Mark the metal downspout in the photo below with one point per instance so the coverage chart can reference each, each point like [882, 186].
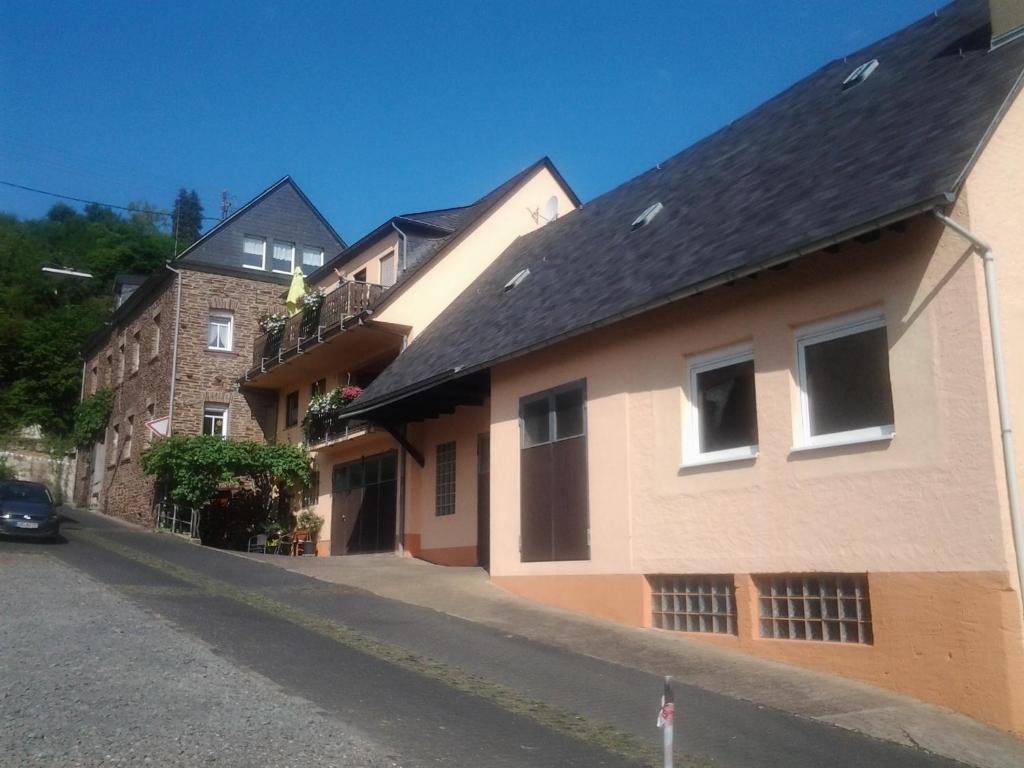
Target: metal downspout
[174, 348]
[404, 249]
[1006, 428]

...

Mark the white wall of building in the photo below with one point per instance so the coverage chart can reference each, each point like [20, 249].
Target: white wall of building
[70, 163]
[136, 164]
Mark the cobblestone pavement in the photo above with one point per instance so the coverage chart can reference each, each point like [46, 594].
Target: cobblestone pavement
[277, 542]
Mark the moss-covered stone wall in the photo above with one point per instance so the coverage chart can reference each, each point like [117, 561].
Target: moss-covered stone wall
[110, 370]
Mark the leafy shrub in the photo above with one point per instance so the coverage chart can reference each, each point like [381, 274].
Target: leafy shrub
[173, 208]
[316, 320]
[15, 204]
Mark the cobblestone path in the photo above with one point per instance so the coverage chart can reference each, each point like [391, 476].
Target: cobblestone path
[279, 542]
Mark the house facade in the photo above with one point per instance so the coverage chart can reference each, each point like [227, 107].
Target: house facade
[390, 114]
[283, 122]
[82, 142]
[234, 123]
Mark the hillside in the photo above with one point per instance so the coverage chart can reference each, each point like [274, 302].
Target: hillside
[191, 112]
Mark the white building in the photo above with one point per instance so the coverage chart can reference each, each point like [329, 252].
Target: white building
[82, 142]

==

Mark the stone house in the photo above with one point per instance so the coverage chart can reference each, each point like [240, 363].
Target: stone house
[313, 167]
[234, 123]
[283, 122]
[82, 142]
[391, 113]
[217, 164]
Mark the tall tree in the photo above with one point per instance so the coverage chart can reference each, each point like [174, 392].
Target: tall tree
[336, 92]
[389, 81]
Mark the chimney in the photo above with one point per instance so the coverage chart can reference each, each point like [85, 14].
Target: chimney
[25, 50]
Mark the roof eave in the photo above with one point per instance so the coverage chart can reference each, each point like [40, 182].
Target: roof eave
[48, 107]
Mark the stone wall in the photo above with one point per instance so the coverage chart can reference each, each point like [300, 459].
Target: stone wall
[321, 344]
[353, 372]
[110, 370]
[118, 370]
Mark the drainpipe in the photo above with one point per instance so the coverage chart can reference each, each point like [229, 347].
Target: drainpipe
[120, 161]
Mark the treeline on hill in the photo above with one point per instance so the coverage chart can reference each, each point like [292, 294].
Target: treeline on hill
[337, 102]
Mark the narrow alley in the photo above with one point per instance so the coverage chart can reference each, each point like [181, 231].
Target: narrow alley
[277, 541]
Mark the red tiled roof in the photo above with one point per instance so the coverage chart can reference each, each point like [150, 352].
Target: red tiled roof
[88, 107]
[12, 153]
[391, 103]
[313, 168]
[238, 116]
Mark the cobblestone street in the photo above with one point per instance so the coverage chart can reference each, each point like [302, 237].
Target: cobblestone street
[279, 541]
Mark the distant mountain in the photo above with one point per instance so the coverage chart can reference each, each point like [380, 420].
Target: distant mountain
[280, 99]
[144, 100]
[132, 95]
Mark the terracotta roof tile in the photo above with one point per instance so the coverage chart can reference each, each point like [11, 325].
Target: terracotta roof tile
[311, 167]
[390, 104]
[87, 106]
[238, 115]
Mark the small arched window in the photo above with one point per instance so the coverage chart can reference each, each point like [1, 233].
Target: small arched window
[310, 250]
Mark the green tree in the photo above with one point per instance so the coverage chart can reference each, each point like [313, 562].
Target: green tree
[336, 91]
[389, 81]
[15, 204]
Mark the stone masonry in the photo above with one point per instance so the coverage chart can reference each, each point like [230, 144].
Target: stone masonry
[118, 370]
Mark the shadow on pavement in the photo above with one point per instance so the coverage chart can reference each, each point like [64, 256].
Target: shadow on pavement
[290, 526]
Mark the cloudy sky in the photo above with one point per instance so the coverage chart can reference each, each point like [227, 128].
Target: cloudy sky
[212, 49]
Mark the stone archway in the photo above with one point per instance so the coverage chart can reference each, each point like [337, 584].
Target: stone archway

» **REQUIRED TASK**: Copy out the part of the entries that opens with the line containing "Mark the metal" and closes with the line containing "[1006, 428]", both lines included. Leave the pictures out of your copy.

» **RESPONSE**:
Mark the metal downspout in the photo below with one point per instance so the coverage chart can reference each, each point like [882, 186].
Target: metal downspout
[174, 348]
[404, 249]
[1006, 428]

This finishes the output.